Dans la patrie même de Sophocle, dans ces heureux climats où les Muses firent éclater leurs prodiges, les femmes ne paroissoient point sur la scène et n’assistoient point aux jeux du théâtre.

L’Église ne fit donc que suivre le penchant des lois lorsque, dans les premiers siècles, déterminée par les raisons que nous avons déjà déduites, elle lança ses foudres contre les spectacles. Ceux-ci s’abolirent par degrés dans le monde romain, à mesure qu’il se convertit au christianisme et qu’il passa sous la domination des barbares. Tandis que le bruit de ces jeux trop célèbres se perdoit dans le bruit de la chute des empires, il est curieux de voir ces mêmes jeux renaître obscurément parmi ces Francs, ces Huns, ces Vandales, qui venoient de les détruire : tant le cœur humain est toujours le même, tant l’homme a besoin de ces plaisirs qui le consolent un moment ! Clovis, dans les dernières années de sa vie, rassasié de victoires et de conquêtes, entretenoit auprès de lui un mime que lui avoit envoyé Théodoric : c’est à ce mime du premier roi des François qu’il faut aller, à travers les siècles, rattacher la nouvelle pompe de nos spectacles. Tout le monde connoît l’histoire et l’origine de notre théâtre : tout le monde sait que les Mystères joués par les confrères de la Passion furent les avant-coureurs de Cinna et d’Athalie.

But de la tâche: Pouvez-vous citer mot pour mot le passage de l'extrait sur les spectacles qui s'ouvre sur les mots contenant « Dans la patrie » et se termine par « jeux du théâtre. » ?

Données affichées:
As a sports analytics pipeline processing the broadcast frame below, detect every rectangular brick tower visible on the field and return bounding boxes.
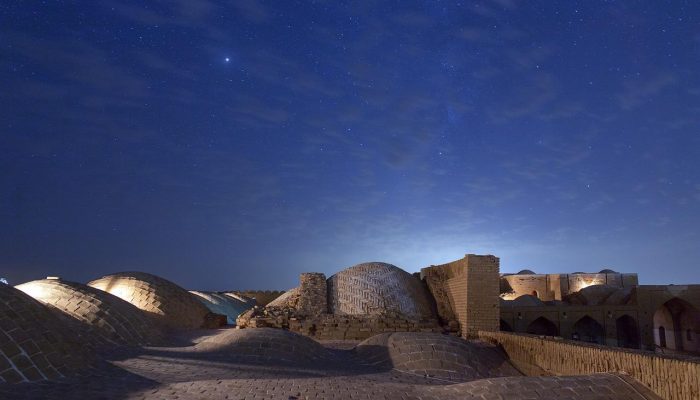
[421,254,500,338]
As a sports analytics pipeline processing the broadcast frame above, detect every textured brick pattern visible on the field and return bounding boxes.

Tâche accomplie:
Dans la patrie même de Sophocle, dans ces heureux climats où les Muses firent éclater leurs prodiges, les femmes ne paroissoient point sur la scène et n’assistoient point aux jeux du théâtre.